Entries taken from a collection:
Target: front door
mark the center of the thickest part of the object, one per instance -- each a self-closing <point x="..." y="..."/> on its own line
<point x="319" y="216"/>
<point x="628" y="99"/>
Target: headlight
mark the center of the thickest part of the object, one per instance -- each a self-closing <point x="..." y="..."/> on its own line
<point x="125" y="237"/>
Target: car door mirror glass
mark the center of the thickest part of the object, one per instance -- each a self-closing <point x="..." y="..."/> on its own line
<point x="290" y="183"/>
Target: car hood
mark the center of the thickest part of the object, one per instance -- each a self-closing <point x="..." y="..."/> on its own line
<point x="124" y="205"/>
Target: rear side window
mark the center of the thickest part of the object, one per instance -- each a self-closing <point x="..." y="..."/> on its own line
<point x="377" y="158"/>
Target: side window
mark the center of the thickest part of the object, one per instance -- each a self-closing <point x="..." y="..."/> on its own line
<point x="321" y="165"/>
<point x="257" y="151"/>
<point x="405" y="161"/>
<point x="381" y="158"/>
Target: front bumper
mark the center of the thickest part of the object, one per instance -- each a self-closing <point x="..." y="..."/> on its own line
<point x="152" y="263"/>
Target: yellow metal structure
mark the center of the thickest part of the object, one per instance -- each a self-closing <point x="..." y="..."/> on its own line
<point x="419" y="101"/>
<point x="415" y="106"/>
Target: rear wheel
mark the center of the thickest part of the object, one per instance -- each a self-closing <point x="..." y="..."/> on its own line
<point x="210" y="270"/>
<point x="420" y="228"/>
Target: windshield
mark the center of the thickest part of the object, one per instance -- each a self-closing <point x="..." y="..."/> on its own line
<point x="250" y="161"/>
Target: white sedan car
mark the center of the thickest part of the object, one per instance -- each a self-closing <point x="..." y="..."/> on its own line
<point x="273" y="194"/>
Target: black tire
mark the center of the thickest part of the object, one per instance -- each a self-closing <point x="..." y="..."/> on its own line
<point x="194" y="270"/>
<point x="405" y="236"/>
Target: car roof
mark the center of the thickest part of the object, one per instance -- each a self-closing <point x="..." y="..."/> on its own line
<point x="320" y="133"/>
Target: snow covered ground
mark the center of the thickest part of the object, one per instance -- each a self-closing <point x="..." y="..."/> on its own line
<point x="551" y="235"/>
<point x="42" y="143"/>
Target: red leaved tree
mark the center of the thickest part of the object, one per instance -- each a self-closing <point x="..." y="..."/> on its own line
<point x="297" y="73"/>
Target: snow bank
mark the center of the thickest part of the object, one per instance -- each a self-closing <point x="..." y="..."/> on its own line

> **REQUIRED WORK**:
Copy out every record again, letter for letter.

> **TASK OUTPUT**:
Target: front door
mark the center of the thickest part of the object, one per instance -- each a self-closing <point x="..." y="..."/> on its own line
<point x="319" y="216"/>
<point x="628" y="99"/>
Target: headlight
mark the center of the thickest part of the object, one per instance -- each a self-closing <point x="..." y="..."/> on its own line
<point x="125" y="237"/>
Target: car door mirror glass
mark the center of the thickest part of the object, one per instance -- each a self-closing <point x="..." y="..."/> on its own line
<point x="290" y="183"/>
Target: car hood
mark the center of the thickest part of the object, one per instance -- each a self-closing <point x="..." y="..."/> on its own line
<point x="124" y="205"/>
Target: rear side window
mark the center of the thickest part of the object, one per instance -- each a self-closing <point x="..." y="..."/> on its own line
<point x="377" y="158"/>
Target: side window
mark the center of the thickest part of the object, one per instance -- each a self-closing <point x="..." y="..."/> on its own line
<point x="321" y="165"/>
<point x="257" y="151"/>
<point x="405" y="161"/>
<point x="381" y="158"/>
Target: front bumper
mark the center of the thickest part of the object, one per instance -- each a self-closing <point x="..." y="..."/> on its own line
<point x="152" y="263"/>
Target: yellow metal structure
mark the center of the thickest part of the object, one per instance -- each a self-closing <point x="..." y="..."/> on its own line
<point x="419" y="101"/>
<point x="415" y="106"/>
Target: rear wheel
mark the center of the thickest part of the object, one per instance -- each a self-closing <point x="..." y="..."/> on its own line
<point x="210" y="270"/>
<point x="420" y="228"/>
Target: windshield
mark the center of the thickest part of the object, one per instance -- each a self-closing <point x="..." y="..."/> on its own line
<point x="250" y="161"/>
Target: white sedan car
mark the center of the thickest part of the object, one per instance -- each a self-closing <point x="..." y="..."/> on its own line
<point x="273" y="194"/>
Target: black tire
mark the center of the thickest part of the object, one per instance -- each a self-closing <point x="..." y="..."/> on its own line
<point x="194" y="270"/>
<point x="405" y="236"/>
Target: car roof
mark the center of the thickest part of the object, one per instance -- each a self-closing <point x="..." y="..."/> on its own line
<point x="320" y="133"/>
Target: snow covered ground
mark the center of the thickest part of the object, one per instance -- each a self-closing <point x="..." y="..."/> on its own line
<point x="551" y="235"/>
<point x="42" y="143"/>
Target: red leaved tree
mark the center of the thickest part of the object, one per instance -- each a self-closing <point x="..." y="..."/> on its own line
<point x="297" y="73"/>
Target: snow bank
mark the center of the thickest part of the object, one per instance -- each a self-closing <point x="..." y="..."/> on its own line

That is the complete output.